Exercise description: Copy out the whole forum thread below about .NET collection interfaces, word for word.

Text extract:
....................
Hmmm... Queue<T> certainly coold support Add() and Remove(). For
Stack<T>, Remove() is problematic. It would probably have been better
to have a Remove() that is the inverse off Add(). In other words, if
Add() adds an element "to the end" of the collection, Remove() should
remove the element "at the end" of the collection. This would make
Add() and Remove() suitable for any collection, and make them
analogous to C++ STL push_back and pop_back() functions.

This makes me wonder about the design of ICollection<T> in general
though. I mean, what's the point of having a Remove() operation that
removes a specified element when the run-time cost is O(n) for many
collection types? This strikes me as singularly inappropriate for a
generic collection interface. In fact, efficient Remove() is
achievable only for hash tables and trees, as far as I can see. It
certainly won't be efficient for arrays, linked lists, queues, deques,
or priority queues.

A bit of a mis-design here, maybe?

What seems to be a big problem in the .NET collection classes is that
there is no concept of separating container, algorithm, and iterator.
For example, with a hash table or sorted hash table, I cannot remove
an entry *and* get at the value that was removed. Instead, I have to
first do a lookup. and then do a remove. With an iterator concept, the
lookup could return an iterator that I can pass to the remove as hint,
so the implementation can efficiently locate.

But I digress--the lack of a generic Add() operation for all the
collection types still strikes me as strange. It cetinaly makes it
quite a bit harder to work with collections generically.

Cheers,

Michi.
 
Michi said:
ICollection incurs the cost of boxing and unboxing, whereas
ICollection<T> does not.

Sorry, I'm still confused. As near as I can tell (from the rest of your
reply) you can't even use ICollection, since it's a read-only interface.
If I iterate over a collection of ints (or
other value types), that's significant.

Your example was of adding data to the collection, which ICollection
doesn't support. Are you actually also using the enumerator for the
collection to iterate through the elements? And if so, why not just use
the IEnumerable<> generic interface there? It's implemented by all four
generic classes you're talking about.

Assuming you have a very good reason for using ICollection instead of
IEnumerable<> I can see how the boxing would come into play there, but
it didn't seem to me that you were doing that.
....................
Available data:
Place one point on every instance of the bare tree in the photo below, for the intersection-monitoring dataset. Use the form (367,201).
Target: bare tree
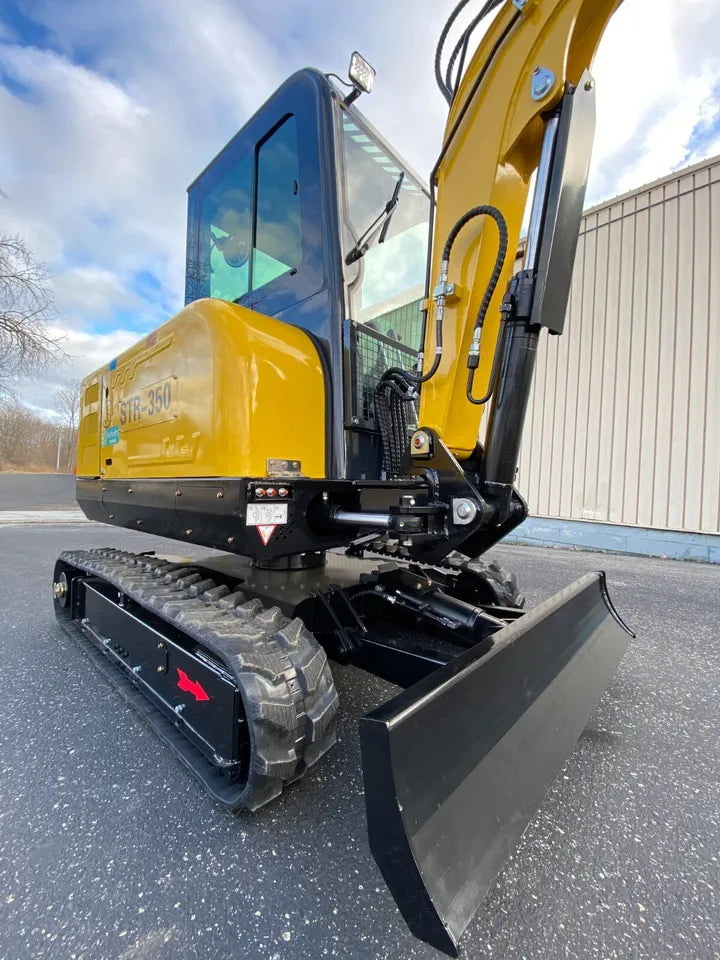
....................
Answer to this task:
Hmmm... Queue<T> certainly coold support Add() and Remove(). For
Stack<T>, Remove() is problematic. It would probably have been better
to have a Remove() that is the inverse off Add(). In other words, if
Add() adds an element "to the end" of the collection, Remove() should
remove the element "at the end" of the collection. This would make
Add() and Remove() suitable for any collection, and make them
analogous to C++ STL push_back and pop_back() functions.

This makes me wonder about the design of ICollection<T> in general
though. I mean, what's the point of having a Remove() operation that
removes a specified element when the run-time cost is O(n) for many
collection types? This strikes me as singularly inappropriate for a
generic collection interface. In fact, efficient Remove() is
achievable only for hash tables and trees, as far as I can see. It
certainly won't be efficient for arrays, linked lists, queues, deques,
or priority queues.

A bit of a mis-design here, maybe?

What seems to be a big problem in the .NET collection classes is that
there is no concept of separating container, algorithm, and iterator.
For example, with a hash table or sorted hash table, I cannot remove
an entry *and* get at the value that was removed. Instead, I have to
first do a lookup. and then do a remove. With an iterator concept, the
lookup could return an iterator that I can pass to the remove as hint,
so the implementation can efficiently locate.

But I digress--the lack of a generic Add() operation for all the
collection types still strikes me as strange. It cetinaly makes it
quite a bit harder to work with collections generically.

Cheers,

Michi.
 
Michi said:
ICollection incurs the cost of boxing and unboxing, whereas
ICollection<T> does not.

Sorry, I'm still confused. As near as I can tell (from the rest of your
reply) you can't even use ICollection, since it's a read-only interface.
If I iterate over a collection of ints (or
other value types), that's significant.

Your example was of adding data to the collection, which ICollection
doesn't support. Are you actually also using the enumerator for the
collection to iterate through the elements? And if so, why not just use
the IEnumerable<> generic interface there? It's implemented by all four
generic classes you're talking about.

Assuming you have a very good reason for using ICollection instead of
IEnumerable<> I can see how the boxing would come into play there, but
it didn't seem to me that you were doing that.